China to start speaking up about sex education
SOCIAL
By Wang Jia

2017-07-14 22:54 GMT+8

25-year-old Sun Xiaofang, a math teacher working for a training school in Beijing, clearly remembers her middle school biology class.

Her teacher glossed over the basic anatomical and physiological differences between men and women in a textbook in less than 20 minutes, telling the students to "read it by yourselves after class."

A screenshot of Chinese mum complains about Chinese textbooks are too mature for children. /VCG Photo

"Girls flipped over those pages while blushing, and all the boys kept silent," said Sun. "The atmosphere in the classroom was so embarrassing and hilarious."

The 20-minute lesson was all of the formal sex education she received, and that's an all too familiar experience for young Chinese adults, who also find it difficult to speak directly to their parents about sex.

"It is too late for students to receive sex education after they enter adolescence," said Pan Suiming, director of the Institute of Sexuality and Gender at the Renmin University of China.

Let's talk about sex

Some experts consider the lack of proper sex education, particularly in schools, as one of the factors leading to serious health consequences in China, such as the growing number of HIV infections and staggeringly high abortion rates.

Chinese adolescents now have the fastest-growing numbers of HIV infections, and over 90 percent of infections come through sexual transmission, according to Zhang Yinjun, the director of the AIDS Prevention Education Project for Chinese Youth, who told Xinhua. 

Chinese high-school-student couple in town. /VCG Photo

From January to September 2016, there were 96,000 new HIV cases, with 24.4 percent of those cases falling within the 20-29 age group, according to China's National Center for AIDS/STD Control and Prevention.

The way to promoting AIDS prevention for Chinese youth is to implement proper sex education, Zhang said.

Teenage pregnancies and premarital abortions are also on the rise. In 2015, the National Health and Family Planning Commission reported that approximately 13 million abortions are performed annually in China.

Today, an increasing number of Chinese adolescents are engaging in premarital sex, and many of them only have a vague knowledge of safe sex.

"As the result of secretive sex education in China, most unmarried Chinese adolescents know little about the consequences of premarital sex," said Chinese sexologist Li Yinhe.

Changes on the horizon

China is making strides to break the silence on sex education. The Ministry of Education issued a guideline on Monday suggesting higher education institutions set up public courses on health education to teach students about sex and reproductive health.

Tasks to carry out:
1: According to the article on sex education in China, roughly how many abortions are performed in China each year?
2: Carry the article on sex education in China forward from its final sentence.
The listing that comes next is separate material and has no connection to the article on sex education in China.

Source material:
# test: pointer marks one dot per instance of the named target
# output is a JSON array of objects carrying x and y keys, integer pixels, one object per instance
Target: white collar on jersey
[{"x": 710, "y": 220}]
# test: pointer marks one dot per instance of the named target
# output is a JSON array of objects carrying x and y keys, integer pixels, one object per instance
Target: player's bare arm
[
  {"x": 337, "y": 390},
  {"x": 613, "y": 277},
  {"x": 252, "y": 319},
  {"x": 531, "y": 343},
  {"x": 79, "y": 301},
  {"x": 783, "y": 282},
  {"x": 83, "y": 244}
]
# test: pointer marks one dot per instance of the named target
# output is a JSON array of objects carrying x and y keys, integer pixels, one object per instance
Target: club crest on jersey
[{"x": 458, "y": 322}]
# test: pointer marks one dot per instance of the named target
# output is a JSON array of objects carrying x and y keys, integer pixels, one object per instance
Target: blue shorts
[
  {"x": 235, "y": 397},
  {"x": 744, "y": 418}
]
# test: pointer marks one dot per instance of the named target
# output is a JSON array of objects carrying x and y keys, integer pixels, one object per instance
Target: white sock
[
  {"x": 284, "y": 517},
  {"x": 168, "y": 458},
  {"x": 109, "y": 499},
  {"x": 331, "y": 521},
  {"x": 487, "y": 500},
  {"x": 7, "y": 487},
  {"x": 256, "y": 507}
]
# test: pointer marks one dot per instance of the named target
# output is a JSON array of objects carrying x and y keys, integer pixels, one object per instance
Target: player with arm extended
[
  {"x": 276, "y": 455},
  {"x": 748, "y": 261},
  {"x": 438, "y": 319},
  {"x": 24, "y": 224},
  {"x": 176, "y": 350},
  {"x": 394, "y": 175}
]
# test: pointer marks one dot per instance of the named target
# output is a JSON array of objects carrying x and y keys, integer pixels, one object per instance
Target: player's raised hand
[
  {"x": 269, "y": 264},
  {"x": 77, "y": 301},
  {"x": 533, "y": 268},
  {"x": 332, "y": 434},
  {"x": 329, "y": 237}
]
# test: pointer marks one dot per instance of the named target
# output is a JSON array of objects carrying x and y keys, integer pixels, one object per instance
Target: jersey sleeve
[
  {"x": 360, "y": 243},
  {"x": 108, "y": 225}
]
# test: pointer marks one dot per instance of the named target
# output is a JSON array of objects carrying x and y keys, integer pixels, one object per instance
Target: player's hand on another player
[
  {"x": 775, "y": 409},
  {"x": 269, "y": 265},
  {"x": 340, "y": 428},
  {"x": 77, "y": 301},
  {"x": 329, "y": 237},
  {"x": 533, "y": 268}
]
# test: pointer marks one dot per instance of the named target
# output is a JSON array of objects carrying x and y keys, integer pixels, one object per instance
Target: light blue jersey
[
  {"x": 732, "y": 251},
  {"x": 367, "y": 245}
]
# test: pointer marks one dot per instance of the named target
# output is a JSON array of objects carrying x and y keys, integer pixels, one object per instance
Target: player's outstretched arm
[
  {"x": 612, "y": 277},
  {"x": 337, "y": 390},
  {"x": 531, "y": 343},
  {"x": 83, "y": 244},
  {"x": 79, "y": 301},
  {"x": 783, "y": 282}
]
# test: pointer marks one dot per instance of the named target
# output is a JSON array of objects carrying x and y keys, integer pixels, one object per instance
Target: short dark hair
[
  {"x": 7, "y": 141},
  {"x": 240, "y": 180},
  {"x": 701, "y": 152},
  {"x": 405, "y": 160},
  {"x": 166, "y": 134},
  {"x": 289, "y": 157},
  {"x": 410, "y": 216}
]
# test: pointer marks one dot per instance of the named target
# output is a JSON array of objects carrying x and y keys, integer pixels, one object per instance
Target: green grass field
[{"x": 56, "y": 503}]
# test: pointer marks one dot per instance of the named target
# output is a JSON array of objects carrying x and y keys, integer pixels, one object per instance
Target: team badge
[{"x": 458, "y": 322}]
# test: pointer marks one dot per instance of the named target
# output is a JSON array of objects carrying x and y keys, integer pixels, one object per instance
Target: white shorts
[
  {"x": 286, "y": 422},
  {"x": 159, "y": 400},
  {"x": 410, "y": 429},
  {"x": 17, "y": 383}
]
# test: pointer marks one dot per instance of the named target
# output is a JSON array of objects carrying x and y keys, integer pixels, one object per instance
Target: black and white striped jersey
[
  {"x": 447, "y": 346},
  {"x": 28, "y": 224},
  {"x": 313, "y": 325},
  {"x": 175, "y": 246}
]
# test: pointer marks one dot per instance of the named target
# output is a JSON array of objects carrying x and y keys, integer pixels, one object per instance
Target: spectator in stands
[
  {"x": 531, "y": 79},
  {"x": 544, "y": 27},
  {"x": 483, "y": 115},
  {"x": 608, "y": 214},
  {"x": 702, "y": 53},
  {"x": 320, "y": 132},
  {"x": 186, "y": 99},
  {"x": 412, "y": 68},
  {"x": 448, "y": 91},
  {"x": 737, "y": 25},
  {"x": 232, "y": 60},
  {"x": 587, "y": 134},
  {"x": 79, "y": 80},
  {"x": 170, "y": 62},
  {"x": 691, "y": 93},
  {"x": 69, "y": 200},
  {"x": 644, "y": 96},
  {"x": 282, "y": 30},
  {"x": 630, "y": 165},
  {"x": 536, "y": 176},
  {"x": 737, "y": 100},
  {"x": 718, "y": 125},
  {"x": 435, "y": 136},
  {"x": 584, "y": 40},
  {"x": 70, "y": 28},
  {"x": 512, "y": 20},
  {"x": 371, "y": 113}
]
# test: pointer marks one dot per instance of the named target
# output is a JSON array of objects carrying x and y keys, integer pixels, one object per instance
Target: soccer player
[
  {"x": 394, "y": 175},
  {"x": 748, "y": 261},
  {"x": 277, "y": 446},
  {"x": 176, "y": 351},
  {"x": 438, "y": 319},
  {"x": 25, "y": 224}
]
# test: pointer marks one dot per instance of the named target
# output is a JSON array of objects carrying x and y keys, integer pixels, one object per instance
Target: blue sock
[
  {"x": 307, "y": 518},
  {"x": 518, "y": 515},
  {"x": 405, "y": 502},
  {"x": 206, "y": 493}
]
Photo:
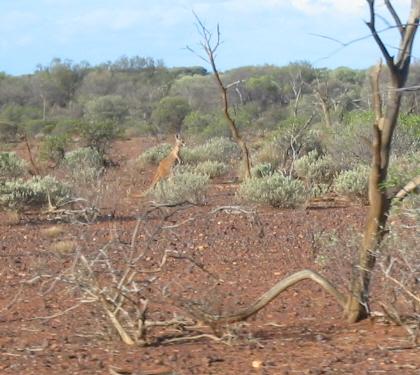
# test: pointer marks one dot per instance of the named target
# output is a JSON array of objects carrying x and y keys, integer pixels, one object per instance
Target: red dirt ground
[{"x": 301, "y": 332}]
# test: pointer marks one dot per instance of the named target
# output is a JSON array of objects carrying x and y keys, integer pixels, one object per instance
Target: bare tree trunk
[
  {"x": 210, "y": 52},
  {"x": 383, "y": 129}
]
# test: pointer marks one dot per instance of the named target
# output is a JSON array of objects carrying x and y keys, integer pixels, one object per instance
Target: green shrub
[
  {"x": 154, "y": 155},
  {"x": 277, "y": 150},
  {"x": 210, "y": 168},
  {"x": 315, "y": 170},
  {"x": 33, "y": 192},
  {"x": 262, "y": 170},
  {"x": 53, "y": 148},
  {"x": 402, "y": 169},
  {"x": 216, "y": 149},
  {"x": 85, "y": 165},
  {"x": 99, "y": 134},
  {"x": 353, "y": 183},
  {"x": 8, "y": 132},
  {"x": 277, "y": 190},
  {"x": 11, "y": 166},
  {"x": 181, "y": 187}
]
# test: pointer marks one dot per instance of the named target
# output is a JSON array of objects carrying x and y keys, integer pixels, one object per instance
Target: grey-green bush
[
  {"x": 314, "y": 169},
  {"x": 53, "y": 148},
  {"x": 181, "y": 187},
  {"x": 210, "y": 168},
  {"x": 262, "y": 170},
  {"x": 277, "y": 190},
  {"x": 85, "y": 165},
  {"x": 154, "y": 155},
  {"x": 11, "y": 166},
  {"x": 33, "y": 192},
  {"x": 353, "y": 183},
  {"x": 216, "y": 149}
]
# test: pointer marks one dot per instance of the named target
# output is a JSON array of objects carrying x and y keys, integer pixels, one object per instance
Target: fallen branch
[
  {"x": 266, "y": 298},
  {"x": 408, "y": 188}
]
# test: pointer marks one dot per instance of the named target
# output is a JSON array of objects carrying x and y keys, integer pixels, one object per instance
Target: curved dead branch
[
  {"x": 266, "y": 298},
  {"x": 408, "y": 188}
]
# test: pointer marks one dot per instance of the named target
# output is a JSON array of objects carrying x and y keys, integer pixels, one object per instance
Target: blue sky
[{"x": 254, "y": 32}]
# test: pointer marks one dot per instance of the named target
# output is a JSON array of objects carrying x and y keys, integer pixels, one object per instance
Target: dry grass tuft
[
  {"x": 53, "y": 232},
  {"x": 12, "y": 218},
  {"x": 63, "y": 247}
]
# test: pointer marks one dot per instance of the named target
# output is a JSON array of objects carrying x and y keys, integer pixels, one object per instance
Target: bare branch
[
  {"x": 266, "y": 298},
  {"x": 395, "y": 16},
  {"x": 371, "y": 24}
]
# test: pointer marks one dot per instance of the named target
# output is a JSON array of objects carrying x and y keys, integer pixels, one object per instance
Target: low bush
[
  {"x": 11, "y": 166},
  {"x": 353, "y": 183},
  {"x": 262, "y": 170},
  {"x": 154, "y": 155},
  {"x": 181, "y": 187},
  {"x": 314, "y": 169},
  {"x": 277, "y": 190},
  {"x": 36, "y": 191},
  {"x": 8, "y": 132},
  {"x": 210, "y": 168},
  {"x": 53, "y": 148},
  {"x": 402, "y": 169},
  {"x": 99, "y": 134},
  {"x": 216, "y": 149},
  {"x": 85, "y": 165}
]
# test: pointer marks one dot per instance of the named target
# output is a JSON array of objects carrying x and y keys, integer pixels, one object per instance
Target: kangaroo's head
[{"x": 179, "y": 142}]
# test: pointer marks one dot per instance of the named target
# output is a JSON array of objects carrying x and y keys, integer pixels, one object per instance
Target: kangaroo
[{"x": 166, "y": 164}]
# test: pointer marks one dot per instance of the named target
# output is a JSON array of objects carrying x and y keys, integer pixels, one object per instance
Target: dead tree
[
  {"x": 210, "y": 49},
  {"x": 356, "y": 302},
  {"x": 383, "y": 129}
]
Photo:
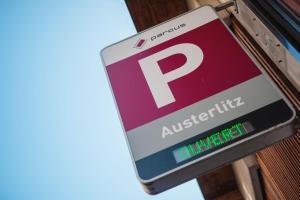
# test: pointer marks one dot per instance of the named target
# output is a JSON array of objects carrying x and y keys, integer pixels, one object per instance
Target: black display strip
[{"x": 261, "y": 119}]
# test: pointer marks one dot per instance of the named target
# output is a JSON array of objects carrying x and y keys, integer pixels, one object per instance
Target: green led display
[{"x": 212, "y": 141}]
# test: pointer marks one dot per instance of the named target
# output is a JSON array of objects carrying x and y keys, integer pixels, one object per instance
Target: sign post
[{"x": 191, "y": 99}]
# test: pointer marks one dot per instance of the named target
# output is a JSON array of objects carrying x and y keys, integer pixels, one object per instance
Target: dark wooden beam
[{"x": 147, "y": 13}]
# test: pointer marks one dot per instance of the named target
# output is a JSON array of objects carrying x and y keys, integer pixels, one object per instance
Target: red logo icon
[{"x": 140, "y": 43}]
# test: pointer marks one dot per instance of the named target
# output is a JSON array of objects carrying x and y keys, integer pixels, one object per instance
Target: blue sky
[{"x": 60, "y": 136}]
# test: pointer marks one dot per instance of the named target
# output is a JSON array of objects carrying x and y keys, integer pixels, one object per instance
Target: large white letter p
[{"x": 158, "y": 82}]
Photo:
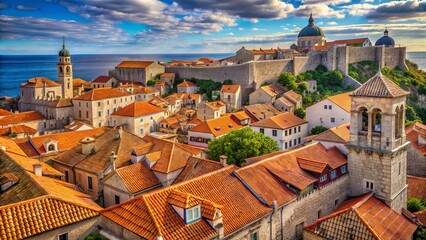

Responses:
1: Approximately 13 million.

2:
"Compared to older generations in China, teenagers and their parents have more access to sexual knowledge," said Li, also a fellow with the Institute of Sociology at the Chinese Academy of Social Sciences.

"Sex, Reproduction and Health of the Human" has been a popular selective course at the Peking University for 20 years. 

It focuses on cultivating healthy altitudes toward sex and respect to life, and is well received by students.

Beijing's first primary school sex education textbook was questioned by parents. /VCG Photo

"Sex education, as a required course in our life, concerns everyone's health and future, and it should be part of compulsory education," said professor Yao Jinxian, who teaches the course.

In recent years, stronger voices have been calling for better sex education in China. 

Liu Wenli, a professor from the Beijing Normal University, has been running a WeChat public account called "Love and Life" since 2014, offering a free subscription service on sex education information.

"Sex education is conducive to fostering young people's abilities in making resolutions, communicating and reducing risk in problems related to sex," Liu said.

By reading articles published on the account, subscribers can find answers to questions from "how to explain periods to your children" to "what if your kids touch their reproductive organs frequently?"

Liu and her team have also been popularizing their "Cherish Life" sex education textbooks for Chinese children. 

Each month, the team visits kindergartens and primary schools in Beijing to observe the lessons and give instructions to teachers.

"Awareness of sexuality has been heightened to some extent, but it is still not enough," Liu said.

Sun Xiaofang is about to give birth soon. And when she thought about the sex education her child would have, she said, "It will definitely be better than I had."